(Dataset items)
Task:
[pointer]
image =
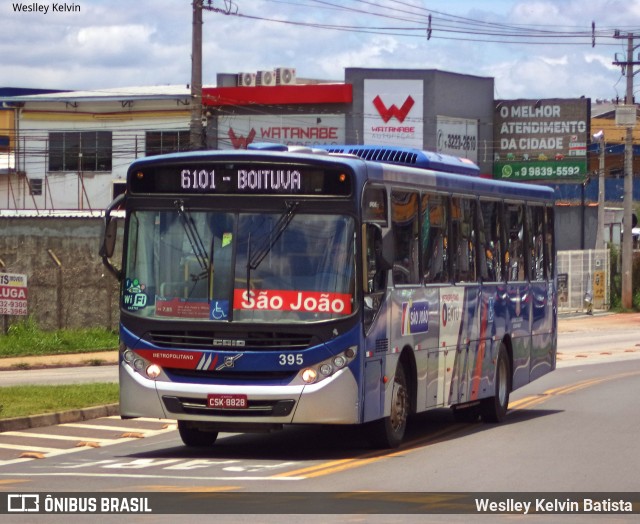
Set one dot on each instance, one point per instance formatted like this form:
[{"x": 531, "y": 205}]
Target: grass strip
[
  {"x": 22, "y": 401},
  {"x": 26, "y": 339}
]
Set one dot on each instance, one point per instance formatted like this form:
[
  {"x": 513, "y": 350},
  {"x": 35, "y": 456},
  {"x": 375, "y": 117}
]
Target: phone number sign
[{"x": 13, "y": 294}]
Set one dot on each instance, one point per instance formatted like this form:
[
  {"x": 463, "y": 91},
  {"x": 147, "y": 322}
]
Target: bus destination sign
[{"x": 232, "y": 179}]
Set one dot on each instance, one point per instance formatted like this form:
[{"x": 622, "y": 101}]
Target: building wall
[
  {"x": 78, "y": 190},
  {"x": 443, "y": 95},
  {"x": 79, "y": 292}
]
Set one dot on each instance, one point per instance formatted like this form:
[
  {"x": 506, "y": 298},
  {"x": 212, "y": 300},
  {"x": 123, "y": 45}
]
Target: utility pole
[
  {"x": 600, "y": 139},
  {"x": 627, "y": 237},
  {"x": 195, "y": 128}
]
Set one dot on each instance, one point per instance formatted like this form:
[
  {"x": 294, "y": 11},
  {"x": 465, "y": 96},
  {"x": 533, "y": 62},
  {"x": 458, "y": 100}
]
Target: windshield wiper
[
  {"x": 255, "y": 259},
  {"x": 195, "y": 240}
]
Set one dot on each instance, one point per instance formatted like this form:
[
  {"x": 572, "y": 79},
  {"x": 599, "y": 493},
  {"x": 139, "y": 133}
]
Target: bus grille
[
  {"x": 257, "y": 408},
  {"x": 229, "y": 377},
  {"x": 224, "y": 340}
]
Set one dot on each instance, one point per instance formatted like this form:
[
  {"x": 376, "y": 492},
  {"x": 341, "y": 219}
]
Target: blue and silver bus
[{"x": 354, "y": 285}]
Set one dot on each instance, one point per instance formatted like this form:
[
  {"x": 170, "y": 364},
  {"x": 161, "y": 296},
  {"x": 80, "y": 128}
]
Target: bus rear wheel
[
  {"x": 388, "y": 432},
  {"x": 194, "y": 437},
  {"x": 494, "y": 409}
]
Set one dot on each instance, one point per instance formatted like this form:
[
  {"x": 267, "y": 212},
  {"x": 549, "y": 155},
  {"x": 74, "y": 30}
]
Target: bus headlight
[
  {"x": 309, "y": 375},
  {"x": 328, "y": 367},
  {"x": 140, "y": 364},
  {"x": 153, "y": 371}
]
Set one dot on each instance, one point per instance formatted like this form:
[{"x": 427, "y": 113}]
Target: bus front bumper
[{"x": 334, "y": 400}]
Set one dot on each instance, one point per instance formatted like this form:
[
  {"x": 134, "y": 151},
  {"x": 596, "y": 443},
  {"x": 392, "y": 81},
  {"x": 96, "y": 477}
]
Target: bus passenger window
[
  {"x": 490, "y": 241},
  {"x": 435, "y": 218},
  {"x": 549, "y": 242},
  {"x": 536, "y": 243},
  {"x": 463, "y": 239},
  {"x": 404, "y": 218},
  {"x": 514, "y": 257}
]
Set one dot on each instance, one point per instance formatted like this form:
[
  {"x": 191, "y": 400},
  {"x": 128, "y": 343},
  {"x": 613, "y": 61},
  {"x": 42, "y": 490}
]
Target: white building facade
[{"x": 72, "y": 150}]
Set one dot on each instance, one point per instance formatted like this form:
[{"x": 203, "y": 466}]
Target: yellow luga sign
[{"x": 598, "y": 284}]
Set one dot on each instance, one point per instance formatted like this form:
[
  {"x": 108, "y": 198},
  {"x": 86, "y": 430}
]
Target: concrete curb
[{"x": 63, "y": 417}]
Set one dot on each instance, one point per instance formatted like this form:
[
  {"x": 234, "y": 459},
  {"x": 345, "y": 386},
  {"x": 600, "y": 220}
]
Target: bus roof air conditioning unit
[
  {"x": 246, "y": 79},
  {"x": 266, "y": 78},
  {"x": 285, "y": 76}
]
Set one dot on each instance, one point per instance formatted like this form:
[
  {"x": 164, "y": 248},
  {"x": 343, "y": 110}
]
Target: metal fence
[{"x": 583, "y": 280}]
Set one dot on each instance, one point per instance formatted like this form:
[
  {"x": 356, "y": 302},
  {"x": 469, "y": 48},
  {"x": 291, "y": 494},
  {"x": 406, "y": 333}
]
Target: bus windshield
[{"x": 269, "y": 267}]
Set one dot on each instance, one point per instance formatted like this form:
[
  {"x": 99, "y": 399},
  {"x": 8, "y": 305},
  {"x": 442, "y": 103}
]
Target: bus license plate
[{"x": 218, "y": 401}]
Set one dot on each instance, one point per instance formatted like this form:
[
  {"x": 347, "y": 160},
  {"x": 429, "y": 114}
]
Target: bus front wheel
[
  {"x": 388, "y": 432},
  {"x": 494, "y": 409},
  {"x": 192, "y": 436}
]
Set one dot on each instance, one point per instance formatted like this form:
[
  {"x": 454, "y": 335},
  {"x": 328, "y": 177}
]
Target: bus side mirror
[
  {"x": 108, "y": 245},
  {"x": 109, "y": 240},
  {"x": 387, "y": 254}
]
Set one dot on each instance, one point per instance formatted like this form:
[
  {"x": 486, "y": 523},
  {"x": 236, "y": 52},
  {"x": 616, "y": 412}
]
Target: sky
[{"x": 532, "y": 48}]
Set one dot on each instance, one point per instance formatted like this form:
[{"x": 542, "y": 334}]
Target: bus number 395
[{"x": 290, "y": 359}]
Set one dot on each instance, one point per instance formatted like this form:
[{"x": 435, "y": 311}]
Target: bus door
[
  {"x": 518, "y": 293},
  {"x": 541, "y": 278},
  {"x": 376, "y": 317}
]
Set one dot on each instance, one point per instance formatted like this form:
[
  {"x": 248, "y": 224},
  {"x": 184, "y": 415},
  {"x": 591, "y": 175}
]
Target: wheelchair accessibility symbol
[{"x": 219, "y": 310}]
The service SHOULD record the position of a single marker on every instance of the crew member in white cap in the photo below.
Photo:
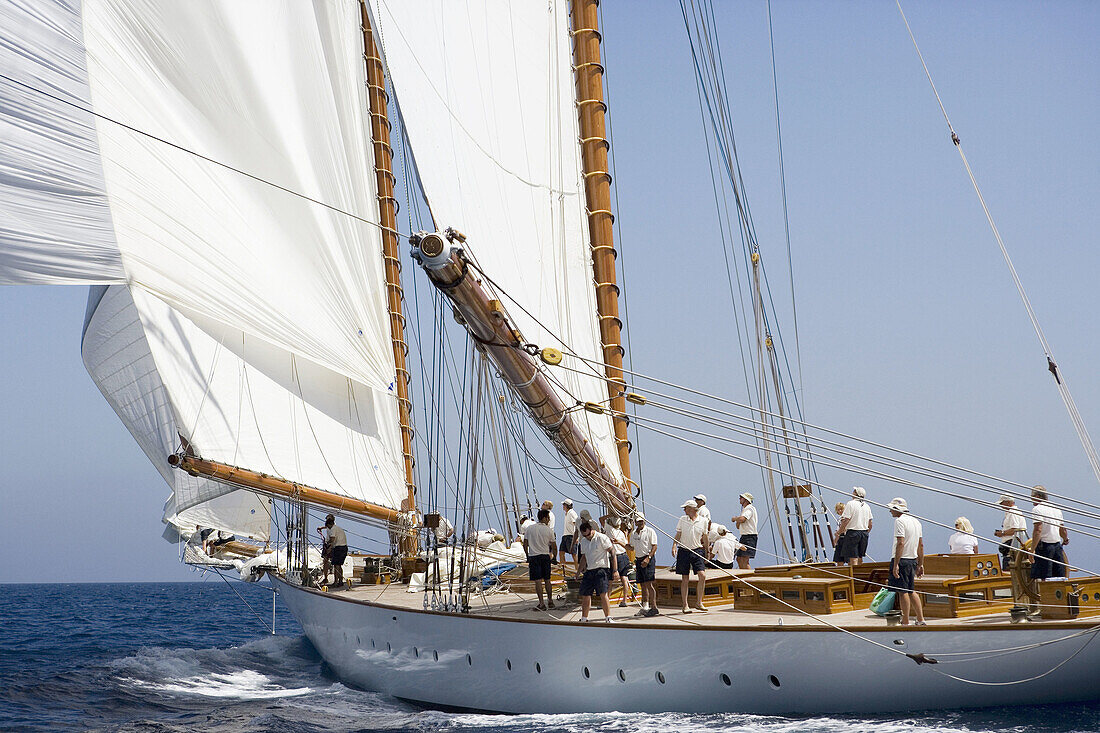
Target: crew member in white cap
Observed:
(1013, 529)
(690, 547)
(908, 561)
(644, 542)
(747, 525)
(855, 527)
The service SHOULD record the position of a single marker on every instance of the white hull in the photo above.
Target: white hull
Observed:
(463, 662)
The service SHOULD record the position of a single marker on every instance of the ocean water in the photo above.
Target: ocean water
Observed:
(194, 657)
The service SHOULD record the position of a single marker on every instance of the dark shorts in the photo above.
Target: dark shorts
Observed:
(689, 560)
(646, 572)
(854, 544)
(538, 567)
(1049, 561)
(906, 576)
(594, 582)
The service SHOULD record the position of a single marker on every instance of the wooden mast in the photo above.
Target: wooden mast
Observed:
(589, 74)
(387, 217)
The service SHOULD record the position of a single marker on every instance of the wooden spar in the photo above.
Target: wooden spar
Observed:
(387, 217)
(589, 73)
(281, 488)
(487, 323)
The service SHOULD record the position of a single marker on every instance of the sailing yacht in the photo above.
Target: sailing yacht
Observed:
(224, 175)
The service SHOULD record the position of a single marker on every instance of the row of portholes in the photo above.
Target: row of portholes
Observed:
(659, 676)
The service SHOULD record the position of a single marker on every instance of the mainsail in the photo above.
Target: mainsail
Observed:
(507, 175)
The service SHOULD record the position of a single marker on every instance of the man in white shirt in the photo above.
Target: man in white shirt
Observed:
(855, 527)
(644, 542)
(539, 545)
(690, 547)
(568, 529)
(908, 561)
(597, 560)
(747, 525)
(1048, 537)
(1013, 529)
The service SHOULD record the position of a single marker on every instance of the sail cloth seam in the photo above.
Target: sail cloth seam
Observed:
(1075, 416)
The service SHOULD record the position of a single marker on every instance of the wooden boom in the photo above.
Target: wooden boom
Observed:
(281, 488)
(487, 323)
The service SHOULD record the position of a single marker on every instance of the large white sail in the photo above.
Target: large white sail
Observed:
(486, 94)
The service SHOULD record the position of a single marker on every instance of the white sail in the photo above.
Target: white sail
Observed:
(486, 94)
(55, 226)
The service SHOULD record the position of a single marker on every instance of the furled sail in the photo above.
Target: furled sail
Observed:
(507, 174)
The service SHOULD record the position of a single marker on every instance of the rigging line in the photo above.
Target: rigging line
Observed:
(837, 433)
(1082, 433)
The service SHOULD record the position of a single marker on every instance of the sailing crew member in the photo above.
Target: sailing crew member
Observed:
(569, 527)
(337, 540)
(908, 561)
(612, 528)
(963, 542)
(539, 543)
(597, 559)
(724, 549)
(704, 511)
(690, 547)
(747, 525)
(855, 527)
(1013, 528)
(1048, 536)
(644, 542)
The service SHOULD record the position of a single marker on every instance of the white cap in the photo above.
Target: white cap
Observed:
(898, 505)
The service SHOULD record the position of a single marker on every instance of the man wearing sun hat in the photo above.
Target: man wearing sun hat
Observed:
(908, 561)
(747, 524)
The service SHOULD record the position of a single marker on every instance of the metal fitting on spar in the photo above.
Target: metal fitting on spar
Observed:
(431, 250)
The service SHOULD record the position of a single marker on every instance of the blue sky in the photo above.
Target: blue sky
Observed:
(911, 330)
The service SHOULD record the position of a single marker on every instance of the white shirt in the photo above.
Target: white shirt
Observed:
(570, 523)
(691, 532)
(1013, 520)
(594, 548)
(1051, 516)
(858, 514)
(748, 527)
(960, 543)
(909, 528)
(725, 549)
(644, 542)
(539, 538)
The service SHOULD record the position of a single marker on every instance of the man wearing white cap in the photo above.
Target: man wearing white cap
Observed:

■ PROBLEM STATEMENT
Starting at the line that contains "on spar in the photo above.", copy each line exactly through the end of the listing above. Include that first line and the last one, and add nothing.

■ OUTPUT BELOW
The service SHOULD record the position of a single marker on every instance of the metal fitting on spar in the photo above.
Target: metal fitting on spar
Observed:
(431, 250)
The service SHOULD record the position of a single marker on every instance of the blue sky in the photo above.
Target: blue sky
Observed:
(911, 330)
The service SHOULD record the position of a single marker on every instance of the white shirt in the photo above.
Target: white shirt
Observed:
(570, 523)
(691, 532)
(1013, 520)
(594, 548)
(1051, 516)
(858, 514)
(748, 527)
(960, 543)
(909, 528)
(725, 549)
(644, 542)
(539, 538)
The service SHOULD record the position of a single marker on every instance of the man wearing white cap in the photo above.
Target: man wearing white cap
Observed:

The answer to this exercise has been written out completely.